## SET PROBLEM:
Put the lines of the material from the one containing "Localize the arched" through the one containing "[[350, 167, 623, 310], [0, 236, 256, 349]]", inclusive, into a numbered list, leaving out any blank lines.

## INPUT ROWS:
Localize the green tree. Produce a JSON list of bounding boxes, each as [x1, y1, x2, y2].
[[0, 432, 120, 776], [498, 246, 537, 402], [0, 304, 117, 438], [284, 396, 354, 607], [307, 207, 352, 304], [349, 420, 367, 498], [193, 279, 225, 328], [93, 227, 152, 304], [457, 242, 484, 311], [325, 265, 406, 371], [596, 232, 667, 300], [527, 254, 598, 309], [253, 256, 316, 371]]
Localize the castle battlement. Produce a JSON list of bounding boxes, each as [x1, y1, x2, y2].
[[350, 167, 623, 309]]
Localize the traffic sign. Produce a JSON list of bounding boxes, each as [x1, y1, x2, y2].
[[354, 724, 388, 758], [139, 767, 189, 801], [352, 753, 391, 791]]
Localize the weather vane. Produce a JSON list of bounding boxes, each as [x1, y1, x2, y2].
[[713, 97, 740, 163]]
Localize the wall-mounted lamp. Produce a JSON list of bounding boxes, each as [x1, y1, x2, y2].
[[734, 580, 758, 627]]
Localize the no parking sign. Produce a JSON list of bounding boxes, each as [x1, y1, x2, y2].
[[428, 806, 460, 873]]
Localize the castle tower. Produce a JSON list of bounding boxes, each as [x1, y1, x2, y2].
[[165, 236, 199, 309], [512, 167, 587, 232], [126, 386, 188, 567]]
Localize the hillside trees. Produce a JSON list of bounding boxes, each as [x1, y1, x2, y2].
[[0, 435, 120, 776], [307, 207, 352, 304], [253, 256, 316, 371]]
* * *
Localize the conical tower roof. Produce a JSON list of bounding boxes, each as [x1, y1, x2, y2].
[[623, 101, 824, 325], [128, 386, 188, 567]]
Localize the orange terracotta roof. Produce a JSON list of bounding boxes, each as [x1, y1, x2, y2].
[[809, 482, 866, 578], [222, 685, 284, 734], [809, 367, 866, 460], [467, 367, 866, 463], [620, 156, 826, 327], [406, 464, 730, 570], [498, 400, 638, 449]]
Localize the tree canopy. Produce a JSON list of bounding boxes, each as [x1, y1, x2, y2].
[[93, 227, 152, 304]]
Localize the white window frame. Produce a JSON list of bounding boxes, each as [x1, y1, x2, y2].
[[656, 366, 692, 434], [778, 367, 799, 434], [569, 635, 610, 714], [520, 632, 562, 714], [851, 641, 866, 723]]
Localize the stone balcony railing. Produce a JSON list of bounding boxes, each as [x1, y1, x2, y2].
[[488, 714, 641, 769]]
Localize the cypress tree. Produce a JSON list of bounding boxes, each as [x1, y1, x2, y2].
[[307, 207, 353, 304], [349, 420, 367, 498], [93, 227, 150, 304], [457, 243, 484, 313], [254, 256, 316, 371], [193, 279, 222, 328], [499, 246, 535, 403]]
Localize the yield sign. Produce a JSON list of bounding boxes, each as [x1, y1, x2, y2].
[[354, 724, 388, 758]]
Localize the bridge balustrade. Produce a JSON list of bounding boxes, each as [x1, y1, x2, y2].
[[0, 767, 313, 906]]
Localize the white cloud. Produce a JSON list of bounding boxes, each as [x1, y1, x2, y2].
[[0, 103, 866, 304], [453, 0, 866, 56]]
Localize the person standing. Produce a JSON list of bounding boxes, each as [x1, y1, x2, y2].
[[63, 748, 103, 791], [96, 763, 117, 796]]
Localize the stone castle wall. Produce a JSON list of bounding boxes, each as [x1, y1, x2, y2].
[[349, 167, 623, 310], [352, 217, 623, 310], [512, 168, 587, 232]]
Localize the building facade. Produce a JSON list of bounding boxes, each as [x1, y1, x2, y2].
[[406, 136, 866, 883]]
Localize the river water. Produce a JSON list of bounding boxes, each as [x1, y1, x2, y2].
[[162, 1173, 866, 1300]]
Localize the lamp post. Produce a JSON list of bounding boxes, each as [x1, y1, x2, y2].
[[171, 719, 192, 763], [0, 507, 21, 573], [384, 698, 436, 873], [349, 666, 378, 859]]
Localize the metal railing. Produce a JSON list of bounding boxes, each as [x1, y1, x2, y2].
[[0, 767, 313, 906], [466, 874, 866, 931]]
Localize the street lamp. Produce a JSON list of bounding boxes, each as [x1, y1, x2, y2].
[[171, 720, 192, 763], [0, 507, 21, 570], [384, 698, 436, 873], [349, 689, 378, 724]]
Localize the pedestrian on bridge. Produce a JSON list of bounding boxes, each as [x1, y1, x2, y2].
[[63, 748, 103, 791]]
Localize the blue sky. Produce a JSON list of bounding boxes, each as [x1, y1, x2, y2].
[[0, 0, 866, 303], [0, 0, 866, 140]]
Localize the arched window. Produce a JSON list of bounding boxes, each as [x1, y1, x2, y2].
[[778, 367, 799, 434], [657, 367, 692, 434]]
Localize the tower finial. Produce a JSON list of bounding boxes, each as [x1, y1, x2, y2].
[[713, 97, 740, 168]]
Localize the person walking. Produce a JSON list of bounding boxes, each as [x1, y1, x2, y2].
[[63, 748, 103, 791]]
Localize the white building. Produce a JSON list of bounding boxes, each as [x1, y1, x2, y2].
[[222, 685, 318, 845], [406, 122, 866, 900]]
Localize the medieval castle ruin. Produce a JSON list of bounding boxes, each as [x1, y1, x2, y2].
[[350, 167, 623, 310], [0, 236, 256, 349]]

## SOLUTION:
1. Localize the arched window. Produce a JSON list of bounding boxes, each as [x1, y1, x2, y2].
2. [[778, 367, 799, 434], [657, 367, 692, 434]]
3. Localize the tower finial. Produce a JSON list of bounding boxes, each as [x1, y1, x2, y2].
4. [[713, 97, 740, 168]]
5. Localize the person walking. Produce a JSON list of bounding boxes, each as [x1, y1, x2, y2].
6. [[63, 748, 103, 791]]
7. Localize the white building. Produce a JSON list of bounding boxes, each as [x1, y1, x2, y2].
8. [[222, 685, 318, 845], [406, 122, 866, 900]]
9. Localize the medieval castle ruin. Produce a JSON list of bounding boxes, each as [x1, y1, x2, y2].
10. [[350, 167, 623, 310], [0, 236, 256, 349]]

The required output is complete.